WHAT YOU ARE ASKED TO DO
Once the data has been read, print it back in full, exactly.

== Segment start ==

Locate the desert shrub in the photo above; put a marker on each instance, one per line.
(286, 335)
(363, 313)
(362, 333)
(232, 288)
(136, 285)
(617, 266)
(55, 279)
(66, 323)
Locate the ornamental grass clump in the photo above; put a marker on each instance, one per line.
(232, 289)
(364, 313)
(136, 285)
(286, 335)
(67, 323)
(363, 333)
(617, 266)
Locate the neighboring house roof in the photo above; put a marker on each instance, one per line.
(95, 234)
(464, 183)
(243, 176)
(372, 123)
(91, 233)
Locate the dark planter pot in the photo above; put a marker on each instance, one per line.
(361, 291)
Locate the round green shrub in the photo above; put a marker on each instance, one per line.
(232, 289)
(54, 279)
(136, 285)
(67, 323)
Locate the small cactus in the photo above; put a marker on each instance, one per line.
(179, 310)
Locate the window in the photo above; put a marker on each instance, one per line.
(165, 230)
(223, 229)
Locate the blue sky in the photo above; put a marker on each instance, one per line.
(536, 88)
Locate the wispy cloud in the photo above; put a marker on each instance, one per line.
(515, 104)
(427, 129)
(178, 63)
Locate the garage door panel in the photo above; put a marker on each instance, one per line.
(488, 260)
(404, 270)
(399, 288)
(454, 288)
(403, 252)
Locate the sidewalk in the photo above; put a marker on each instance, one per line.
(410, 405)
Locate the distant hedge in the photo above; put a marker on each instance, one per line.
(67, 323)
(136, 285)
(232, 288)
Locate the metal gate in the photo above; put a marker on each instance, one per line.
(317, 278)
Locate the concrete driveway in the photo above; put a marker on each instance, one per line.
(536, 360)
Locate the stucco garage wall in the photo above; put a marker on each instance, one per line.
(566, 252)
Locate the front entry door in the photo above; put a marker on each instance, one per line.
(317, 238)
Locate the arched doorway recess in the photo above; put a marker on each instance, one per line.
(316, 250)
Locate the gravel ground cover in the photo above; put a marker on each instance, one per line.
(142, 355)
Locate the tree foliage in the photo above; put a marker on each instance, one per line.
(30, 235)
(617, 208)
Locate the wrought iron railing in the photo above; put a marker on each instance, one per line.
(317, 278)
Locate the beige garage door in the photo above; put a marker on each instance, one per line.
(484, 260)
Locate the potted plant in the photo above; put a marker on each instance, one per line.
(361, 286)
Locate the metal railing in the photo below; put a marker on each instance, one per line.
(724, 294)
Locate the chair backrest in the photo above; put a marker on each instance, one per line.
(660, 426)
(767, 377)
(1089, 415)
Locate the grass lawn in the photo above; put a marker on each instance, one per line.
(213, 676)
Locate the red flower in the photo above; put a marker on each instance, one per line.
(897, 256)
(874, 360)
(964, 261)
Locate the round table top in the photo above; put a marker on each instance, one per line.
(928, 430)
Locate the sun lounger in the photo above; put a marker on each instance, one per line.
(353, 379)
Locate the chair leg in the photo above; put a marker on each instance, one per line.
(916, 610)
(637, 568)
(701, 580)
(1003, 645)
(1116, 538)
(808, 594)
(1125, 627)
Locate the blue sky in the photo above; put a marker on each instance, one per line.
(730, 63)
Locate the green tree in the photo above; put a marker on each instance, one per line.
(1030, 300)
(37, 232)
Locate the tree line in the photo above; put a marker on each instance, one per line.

== Segment end ==

SOLUTION TO THIS PROBLEM
Locate the desert shrub in the photo above; put a marker on each instance, one per line.
(286, 335)
(363, 313)
(362, 333)
(232, 288)
(136, 285)
(617, 266)
(55, 279)
(66, 323)
Locate the ornamental grass clump in the photo above; put a marker on each instance, one per line.
(232, 289)
(364, 313)
(136, 285)
(286, 335)
(67, 323)
(363, 333)
(617, 266)
Locate the neighboring house roof in the photo above; put a marker on each instance, one per line.
(95, 234)
(464, 183)
(243, 176)
(372, 123)
(91, 233)
Locate the dark planter pot in the photo above; put a marker on each instance, one per line.
(361, 291)
Locate the round green shrub in the photo above; put a marker on each instance, one per line.
(232, 289)
(54, 279)
(136, 285)
(67, 323)
Locate the small cactus in the photo above; put a marker on each instance, one per line.
(179, 310)
Locate the window in the photo above; put a marker on each instance, one per line.
(165, 230)
(223, 229)
Locate the blue sky in the photo above; put a marker on each instance, one per line.
(536, 88)
Locate the wispy cloud in the photo above; put a marker on each instance, one per line.
(515, 104)
(427, 129)
(178, 63)
Locate the garage door panel in the photo above; put a marker on each instance, one per line.
(488, 260)
(404, 270)
(399, 288)
(454, 288)
(403, 252)
Locate the sidewalk in the photo above; put a marker on each instance, one per line.
(410, 405)
Locate the distant hedge in the photo above; put a marker on each instance, one per line.
(67, 323)
(136, 285)
(232, 288)
Locate the metal gate in the photo above; put a marker on each instance, one per line.
(317, 278)
Locate the concrete driveway in the photo above; put a marker on each instance, one per line.
(536, 360)
Locate the stucco garage wall in the photo above; put a marker on each instance, one per line.
(566, 252)
Locate the front entry door in the photo above; put a marker on each instance, one per line.
(317, 238)
Locate the arched doorway recess in the photo above; put a marker on each instance, one per line.
(316, 250)
Locate the gravel ground cover in the photo above; put a marker on each instance, one per line.
(142, 355)
Locate the tree foliage in the photo above; put a marker on each instance, one per line.
(30, 235)
(617, 208)
Locate the wrought iron railing in the photo above; put a marker on each instance, one per line.
(317, 278)
Locate the beige garage door in the photo above; put a marker on each instance, one per line.
(484, 260)
Locate the potted plant in the photo above; put a marker on each instance, one per line.
(361, 286)
Locate the metal railing in the photo below; put a marker on each instance, one per line.
(724, 294)
Locate the chair backrest in the photo above; put a marker on each instance, one per line.
(660, 426)
(767, 377)
(1089, 415)
Locate the grass lawn in the photo above; put a marker on each instance, one per line.
(213, 676)
Locate the red flower in the photo above; put a marker on each instance, one per line.
(897, 256)
(874, 360)
(964, 261)
Locate the round table top in the photo above; put a marker on each instance, one per line.
(928, 430)
Locate the sun lounger in the photo above; put a marker on each instance, one per line.
(353, 379)
Locate the chair leg in the photo above; put a marker on each instance, one per line.
(916, 610)
(637, 568)
(701, 580)
(1003, 645)
(1116, 538)
(808, 594)
(1125, 627)
Locate the blue sky in the photo above; put a marker on each instance, one per line.
(730, 63)
Locate the green tree in the photo above; put a marker on each instance, one per line.
(1030, 300)
(37, 232)
Locate the tree line in the photo above; put a marker on each instance, one per line.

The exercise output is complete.